> GIVEN EXERCISE 1: Please copy out the text on modeling blower power, word for word.
> GIVEN EXERCISE 2: Rewrite the records starting at the line that contains "drawmask --target white" and ending with the line that contains "208], [786, 202]]", keeping the requests, but raise every coordinate in the answers by 127. Give only those lines.

> TEXT EXCERPT:
··········

The assessment of the performance of the models was made based on the modelled and measured power of the blowers. During the model calibration, the factor k was adjusted so that the system pressure would remain constant and the blower output would match the measured values. The match between the modelled and measured power was assessed based on the relative error. For assessing the performance of the models more comprehensively, other metrics such root mean square error (RMSE) and the comparison of the mean values of the measured and modelled values is used. The reason for using both relative error and RMSE is to enable the comparison between the models of systems with varying sizes. By giving the RMSE and relative error as they are, also allows other studies to easily draw comparisons with this modelling approach. The mean values are compared so that performance of the models could be estimated for a longer time frame, which is important for evaluating the possibility of using the model for estimating the feasibility of different energy conservation methods.

For the calibration period of the Hermanninsaari model, the RMSE and the relative error are 4.2 kW and 4.2% and for the validation period 9.4 kW and 7.8%. For the Viikinmäki model, the errors for the calibration are 92.1 kW and 4.1% and for the validation 66.2 kW and 3.4%. It should be noted, that for the Hermanninsaari model, the starting and stopping of the blowers highly influence the systems power consumption and modelling the dynamics between the blowers is a major source of error. Furthermore, the model of the blower system of the Viikinmäki WWTP was based on the measured airflow and power, rather than being an estimation from the manufacturer's data, which may contribute to the better accuracy. The measured and modelled power for both calibration and validation periods are shown for Hermanninsaari model and for the Viikinmäki model in Figure 5.

··········

> DATA FOR THIS TASK:
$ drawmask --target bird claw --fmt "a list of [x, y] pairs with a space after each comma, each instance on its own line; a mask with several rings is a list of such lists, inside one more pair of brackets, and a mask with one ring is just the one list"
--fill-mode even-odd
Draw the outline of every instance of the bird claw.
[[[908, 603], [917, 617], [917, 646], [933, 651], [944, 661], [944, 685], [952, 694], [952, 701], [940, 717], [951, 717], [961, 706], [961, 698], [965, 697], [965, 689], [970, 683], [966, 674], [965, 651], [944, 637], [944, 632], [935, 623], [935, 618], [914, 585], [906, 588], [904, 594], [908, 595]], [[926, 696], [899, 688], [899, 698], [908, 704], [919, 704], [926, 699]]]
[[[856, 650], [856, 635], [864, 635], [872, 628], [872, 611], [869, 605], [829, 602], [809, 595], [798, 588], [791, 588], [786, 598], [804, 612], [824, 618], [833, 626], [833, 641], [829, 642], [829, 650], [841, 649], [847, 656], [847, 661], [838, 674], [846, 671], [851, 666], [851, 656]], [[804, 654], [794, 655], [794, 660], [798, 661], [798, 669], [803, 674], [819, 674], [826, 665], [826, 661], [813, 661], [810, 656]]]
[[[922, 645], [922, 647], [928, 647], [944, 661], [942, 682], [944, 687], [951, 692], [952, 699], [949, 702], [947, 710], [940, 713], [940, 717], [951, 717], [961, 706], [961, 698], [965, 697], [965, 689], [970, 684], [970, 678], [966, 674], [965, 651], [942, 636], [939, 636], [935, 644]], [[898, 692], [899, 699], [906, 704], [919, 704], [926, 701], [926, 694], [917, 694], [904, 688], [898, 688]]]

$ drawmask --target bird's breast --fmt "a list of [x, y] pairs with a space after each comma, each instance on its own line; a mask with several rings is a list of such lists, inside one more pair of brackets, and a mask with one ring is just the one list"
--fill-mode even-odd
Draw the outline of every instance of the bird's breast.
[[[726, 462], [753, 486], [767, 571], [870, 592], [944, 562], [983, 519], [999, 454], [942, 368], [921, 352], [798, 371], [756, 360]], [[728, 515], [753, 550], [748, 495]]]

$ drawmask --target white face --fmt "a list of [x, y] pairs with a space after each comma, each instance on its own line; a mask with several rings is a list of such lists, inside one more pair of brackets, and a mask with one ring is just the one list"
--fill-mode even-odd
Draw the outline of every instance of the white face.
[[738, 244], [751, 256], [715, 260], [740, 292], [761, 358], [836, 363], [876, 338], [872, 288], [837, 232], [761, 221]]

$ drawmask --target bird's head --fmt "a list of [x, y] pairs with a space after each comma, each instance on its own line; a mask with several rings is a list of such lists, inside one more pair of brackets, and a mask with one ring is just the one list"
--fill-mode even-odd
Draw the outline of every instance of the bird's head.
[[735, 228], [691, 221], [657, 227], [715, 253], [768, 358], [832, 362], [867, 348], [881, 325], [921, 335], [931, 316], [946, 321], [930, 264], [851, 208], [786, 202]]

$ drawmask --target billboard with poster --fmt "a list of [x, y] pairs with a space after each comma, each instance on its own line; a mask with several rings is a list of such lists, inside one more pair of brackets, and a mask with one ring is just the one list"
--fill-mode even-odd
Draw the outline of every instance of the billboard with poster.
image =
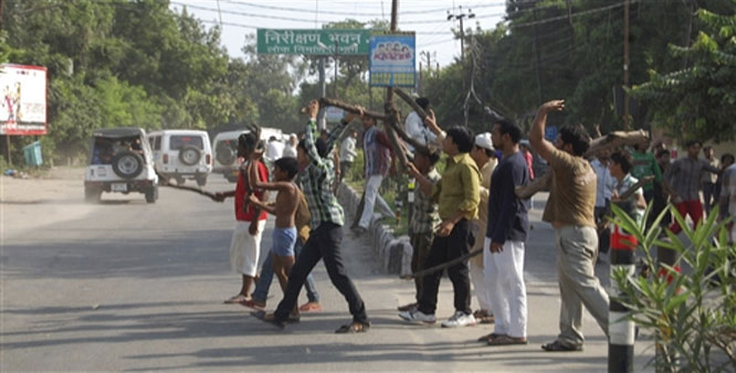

··········

> WORKED SOLUTION 1:
The assessment of the performance of the models was made based on the modelled and measured power of the blowers. During the model calibration, the factor k was adjusted so that the system pressure would remain constant and the blower output would match the measured values. The match between the modelled and measured power was assessed based on the relative error. For assessing the performance of the models more comprehensively, other metrics such root mean square error (RMSE) and the comparison of the mean values of the measured and modelled values is used. The reason for using both relative error and RMSE is to enable the comparison between the models of systems with varying sizes. By giving the RMSE and relative error as they are, also allows other studies to easily draw comparisons with this modelling approach. The mean values are compared so that performance of the models could be estimated for a longer time frame, which is important for evaluating the possibility of using the model for estimating the feasibility of different energy conservation methods.

For the calibration period of the Hermanninsaari model, the RMSE and the relative error are 4.2 kW and 4.2% and for the validation period 9.4 kW and 7.8%. For the Viikinmäki model, the errors for the calibration are 92.1 kW and 4.1% and for the validation 66.2 kW and 3.4%. It should be noted, that for the Hermanninsaari model, the starting and stopping of the blowers highly influence the systems power consumption and modelling the dynamics between the blowers is a major source of error. Furthermore, the model of the blower system of the Viikinmäki WWTP was based on the measured airflow and power, rather than being an estimation from the manufacturer's data, which may contribute to the better accuracy. The measured and modelled power for both calibration and validation periods are shown for Hermanninsaari model and for the Viikinmäki model in Figure 5.

> WORKED SOLUTION 2:
$ drawmask --target white face --fmt "a list of [x, y] pairs with a space after each comma, each instance on its own line; a mask with several rings is a list of such lists, inside one more pair of brackets, and a mask with one ring is just the one list"
--fill-mode even-odd
Draw the outline of every instance of the white face.
[[865, 371], [878, 383], [842, 387], [867, 419], [888, 485], [963, 490], [1003, 465], [999, 415], [964, 359], [888, 348]]

$ drawmask --target bird's head --fmt "a list of [x, y] pairs with a space after each comma, each instance on its own line; a mask with several rings is a list of such lists, inside one more pair of brackets, and a mask with one ring is just the one list"
--fill-mode even-odd
Draw the outline of every instance of the bird's head.
[[862, 355], [818, 348], [784, 354], [842, 380], [895, 485], [959, 489], [994, 475], [1008, 452], [1048, 462], [1058, 443], [1073, 448], [1057, 391], [978, 335], [913, 329]]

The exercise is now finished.